_What is expected:_ An exact repetition of the data is required; no picture should appear in it.

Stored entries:

- - -

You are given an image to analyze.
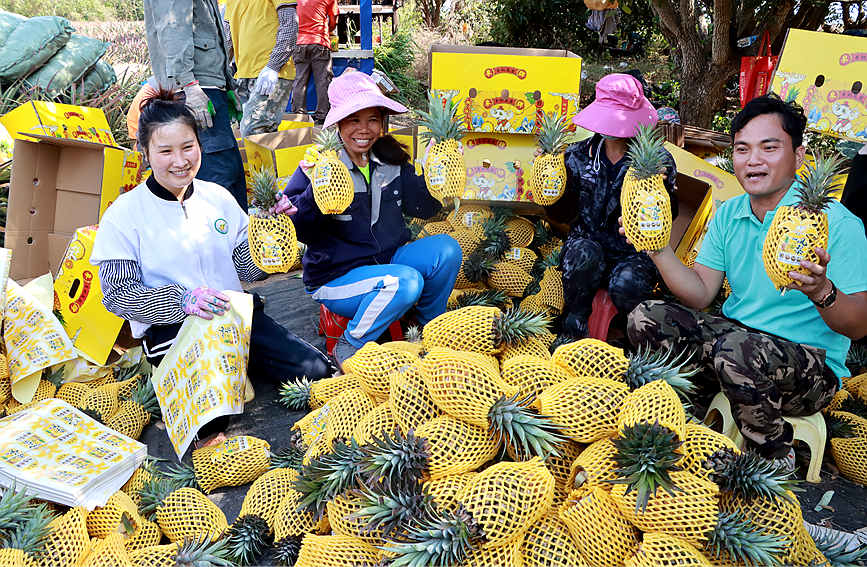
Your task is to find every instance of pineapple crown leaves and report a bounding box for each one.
[162,461,200,491]
[488,392,568,460]
[704,448,801,503]
[361,429,431,490]
[224,515,273,566]
[130,376,161,420]
[811,526,867,567]
[624,344,700,401]
[293,439,367,518]
[348,482,435,537]
[384,506,483,567]
[794,152,846,214]
[278,378,312,411]
[490,206,516,223]
[175,536,236,567]
[138,477,178,520]
[535,111,572,155]
[250,166,281,214]
[81,407,105,424]
[272,535,302,567]
[530,218,551,250]
[454,289,511,310]
[41,366,65,388]
[270,446,305,472]
[1,502,53,553]
[478,216,511,259]
[846,342,867,373]
[626,123,671,180]
[493,307,551,347]
[530,248,561,280]
[705,511,786,567]
[113,359,148,383]
[314,127,344,153]
[838,395,867,421]
[463,247,498,284]
[0,486,38,542]
[417,90,466,144]
[404,325,422,343]
[609,421,684,512]
[825,414,856,440]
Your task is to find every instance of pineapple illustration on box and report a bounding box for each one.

- - -

_Solution for this exercise:_
You are given an image to analyze.
Your task is to find every instance of pineapple crown leaves and report a bounding box for each one.
[162,461,200,491]
[488,392,568,460]
[704,448,801,503]
[361,429,431,490]
[224,515,273,566]
[130,376,161,420]
[811,526,867,567]
[624,344,700,401]
[293,439,367,518]
[348,482,435,537]
[384,506,483,567]
[794,152,846,214]
[278,378,312,411]
[490,206,516,223]
[175,536,236,567]
[138,477,178,520]
[535,111,572,155]
[250,166,281,214]
[81,407,105,424]
[272,535,302,567]
[530,218,551,250]
[454,289,511,310]
[41,366,65,388]
[270,446,305,472]
[1,502,53,553]
[478,216,511,259]
[846,342,867,373]
[626,123,671,180]
[493,307,551,347]
[530,248,561,280]
[705,511,786,567]
[113,359,148,383]
[314,127,344,153]
[838,395,867,421]
[463,247,498,284]
[0,486,38,542]
[417,90,466,144]
[404,325,422,343]
[609,421,684,512]
[825,414,856,440]
Your task is to find every instance of pineapple illustration on box and report a bounding box for each one.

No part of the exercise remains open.